◆ WHAT THE TASK REQUIRES:
Copy everything in the data below exactly except the pictures.

[Object point labels]
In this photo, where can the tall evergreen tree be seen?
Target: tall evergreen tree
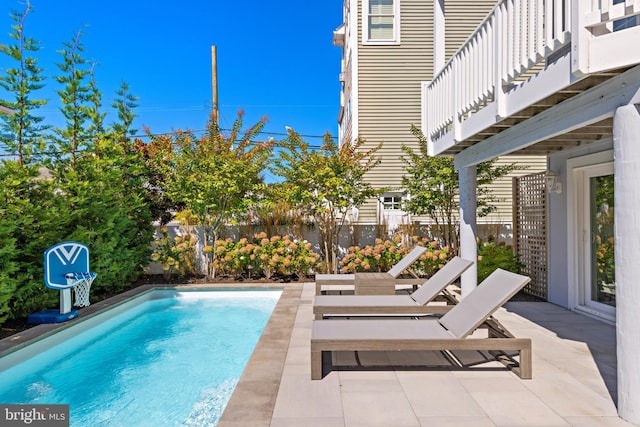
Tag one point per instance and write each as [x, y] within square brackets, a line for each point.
[74, 96]
[23, 132]
[95, 101]
[124, 104]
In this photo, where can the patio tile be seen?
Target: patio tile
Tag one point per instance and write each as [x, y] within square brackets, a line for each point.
[517, 408]
[375, 399]
[456, 421]
[307, 422]
[431, 394]
[567, 396]
[598, 422]
[300, 397]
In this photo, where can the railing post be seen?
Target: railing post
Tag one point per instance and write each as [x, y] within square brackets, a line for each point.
[456, 83]
[580, 37]
[498, 35]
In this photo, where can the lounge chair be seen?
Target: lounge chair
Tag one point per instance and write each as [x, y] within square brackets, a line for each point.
[415, 303]
[446, 333]
[386, 280]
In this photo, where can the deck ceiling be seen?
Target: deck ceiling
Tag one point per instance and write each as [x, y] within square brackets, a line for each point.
[583, 136]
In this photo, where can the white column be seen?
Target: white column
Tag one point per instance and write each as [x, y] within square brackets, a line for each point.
[438, 36]
[626, 144]
[468, 233]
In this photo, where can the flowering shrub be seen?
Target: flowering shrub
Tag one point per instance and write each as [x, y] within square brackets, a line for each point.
[384, 254]
[174, 254]
[265, 256]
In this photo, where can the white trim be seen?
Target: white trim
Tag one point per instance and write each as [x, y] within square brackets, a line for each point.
[365, 25]
[575, 212]
[586, 108]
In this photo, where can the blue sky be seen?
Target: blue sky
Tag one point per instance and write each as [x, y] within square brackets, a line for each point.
[273, 59]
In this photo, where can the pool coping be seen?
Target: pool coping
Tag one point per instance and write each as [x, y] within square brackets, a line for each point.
[254, 398]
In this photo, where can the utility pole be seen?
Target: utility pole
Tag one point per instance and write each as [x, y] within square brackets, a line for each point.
[214, 83]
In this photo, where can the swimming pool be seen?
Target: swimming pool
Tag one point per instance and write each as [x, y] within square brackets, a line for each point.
[165, 358]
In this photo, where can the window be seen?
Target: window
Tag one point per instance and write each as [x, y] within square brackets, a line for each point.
[382, 21]
[391, 202]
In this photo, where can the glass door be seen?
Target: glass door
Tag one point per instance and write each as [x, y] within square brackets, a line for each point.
[599, 287]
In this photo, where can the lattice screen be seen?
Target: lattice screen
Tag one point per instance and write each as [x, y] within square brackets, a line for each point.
[530, 230]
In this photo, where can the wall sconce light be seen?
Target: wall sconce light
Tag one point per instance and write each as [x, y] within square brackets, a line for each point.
[553, 182]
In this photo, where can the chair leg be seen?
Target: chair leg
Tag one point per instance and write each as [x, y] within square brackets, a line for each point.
[316, 365]
[526, 371]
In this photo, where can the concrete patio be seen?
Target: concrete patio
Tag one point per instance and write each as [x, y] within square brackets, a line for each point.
[574, 375]
[574, 378]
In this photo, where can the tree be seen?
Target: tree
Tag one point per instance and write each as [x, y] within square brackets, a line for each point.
[124, 104]
[432, 183]
[22, 132]
[327, 183]
[96, 117]
[216, 177]
[74, 96]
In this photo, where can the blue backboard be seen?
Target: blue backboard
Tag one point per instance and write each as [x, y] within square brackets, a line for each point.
[64, 258]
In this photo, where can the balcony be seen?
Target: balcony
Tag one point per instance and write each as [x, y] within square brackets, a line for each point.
[526, 57]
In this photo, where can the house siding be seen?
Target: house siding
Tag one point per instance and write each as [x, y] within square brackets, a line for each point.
[389, 93]
[387, 88]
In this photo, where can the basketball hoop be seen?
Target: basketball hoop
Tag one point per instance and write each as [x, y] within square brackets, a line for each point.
[80, 283]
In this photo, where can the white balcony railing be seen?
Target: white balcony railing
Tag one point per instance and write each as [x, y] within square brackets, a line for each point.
[513, 43]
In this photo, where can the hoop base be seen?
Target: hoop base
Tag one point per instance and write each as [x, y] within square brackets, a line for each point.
[51, 316]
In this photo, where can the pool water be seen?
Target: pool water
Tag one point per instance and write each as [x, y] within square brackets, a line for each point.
[167, 361]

◆ OUTPUT FOR THIS EXERCISE:
In this photo, where can the tall evergreen tree be seen?
Target: tall evergreen tree
Tag one point per instance and write each as [x, y] within square brackets, a line for each point.
[74, 96]
[23, 132]
[95, 101]
[124, 104]
In this photo, where can the patio tile be seen?
Target: patio tile
Tag one point per instance and write each as [x, y] within square brackets, a line for each point.
[517, 408]
[375, 399]
[456, 421]
[307, 422]
[431, 394]
[567, 396]
[598, 422]
[300, 397]
In this photo, where can the railing post be seen?
Target: railing post
Tag one point per instance and write each as [x, y] within square brackets, a line for each point.
[456, 83]
[580, 37]
[498, 35]
In this photo, where can the lounge chair be seen?
Target: lounge chair
Tag one point per instance and write each as [x, y] within square brackets, a line for each point.
[415, 303]
[446, 333]
[386, 280]
In this photo, where can the deck ceiling be seen?
Target: deck ceiling
Tag one point per instance and write each as [x, y] within square brackets, a line for each point.
[583, 136]
In this photo, where can the white column be seen?
Target: white column
Tag one point per instance and write each as [x, y] within square brackets, a line for each point.
[438, 36]
[626, 144]
[468, 233]
In this photo, where can the flowering shrub be seen?
Target: flowering shrub
Tag one point per instance and write each as [x, y] within square brackets, a line for each point.
[384, 254]
[174, 254]
[265, 256]
In this photo, where can the white trim be seen?
Target: white trim
Tag one point per instance and write each as [x, y] within square brackets, a line for each point.
[365, 25]
[575, 212]
[586, 108]
In this photo, where can the blue sky be seen?
Target: blue sky
Tag one point per instance and write each as [x, y] within square brackets, a line for each point.
[273, 59]
In this photo, where can the pool coping be seen?
Target: pool coping
Tag one point per instance and write each as [x, y] within square brackets, a line for each point.
[254, 398]
In this photo, where can the utility pole be seen?
Target: utility pole
Tag one point per instance and write each as [x, y] within square brackets, a line for each point.
[214, 83]
In this photo, where can the swimming pool be seen?
Target: swimming pool
Tag one point per instance and write each as [x, y] within square brackets, a line for each point.
[165, 358]
In this photo, where can the window be seen?
Target: window
Tag one point per instance and write each as [x, y] within square brackets, a line for each point.
[382, 21]
[391, 202]
In this photo, where can the glass door be seen?
Target: glass door
Tag one point per instance and write each as [x, y] within square brackets, a line for each point.
[599, 287]
In this photo, where can the lattice screen be seen?
Target: lattice screen
Tag one point per instance and write each as [x, y] within square brackets, a line for each point.
[530, 230]
In this photo, where can the wall sconce light be seen?
Target: wall sconce light
Tag one point per instance and write each as [x, y] within square brackets, a line for each point.
[553, 182]
In this photo, where can the chair leg be seen?
Target: chair leg
Tag one point per instance and write each as [x, y] within square brackets, a line for each point.
[316, 365]
[526, 371]
In this photo, where can the concrete patio be seen?
Target: concrete patio
Tag one point per instance and write each as [x, y] within square brackets, a line for each point.
[574, 375]
[574, 378]
In this photo, where can the tree be seen?
Target: tree
Tag one point per instance and write each as [x, y] within square brackets, a line for each point.
[124, 104]
[432, 183]
[22, 132]
[327, 183]
[96, 117]
[216, 177]
[74, 96]
In this photo, where can the blue backboard be seen?
Target: blue backboard
Tag one point per instance and write each as [x, y] within square brackets, a line for each point.
[64, 258]
In this photo, where can the balcony be seen?
Target: balcony
Tag one point per instance and write each as [x, y] within square brackets, a line for each point.
[526, 57]
In this photo, where can the house siding be seen?
Target: house siding
Tag one point per instance and write each as [x, y] within square brackets, a line for each point.
[389, 93]
[387, 88]
In this photo, where can the basketball hoop be seen?
Target: basketball hoop
Tag one point per instance and write each as [x, y] within square brackets, a line for each point.
[80, 283]
In this photo, where can the white balcony railing be seen?
Target: white balcony railing
Tag one point per instance and write each as [x, y] within square brackets, a line for each point.
[513, 43]
In this photo, where can the hoop base be seen?
Target: hoop base
Tag one point per instance and write each as [x, y] within square brackets, a line for each point.
[51, 316]
In this photo, where can the pool water be seen?
Target: pool water
Tag one point per instance and write each as [x, y] within square brackets, a line for each point.
[167, 361]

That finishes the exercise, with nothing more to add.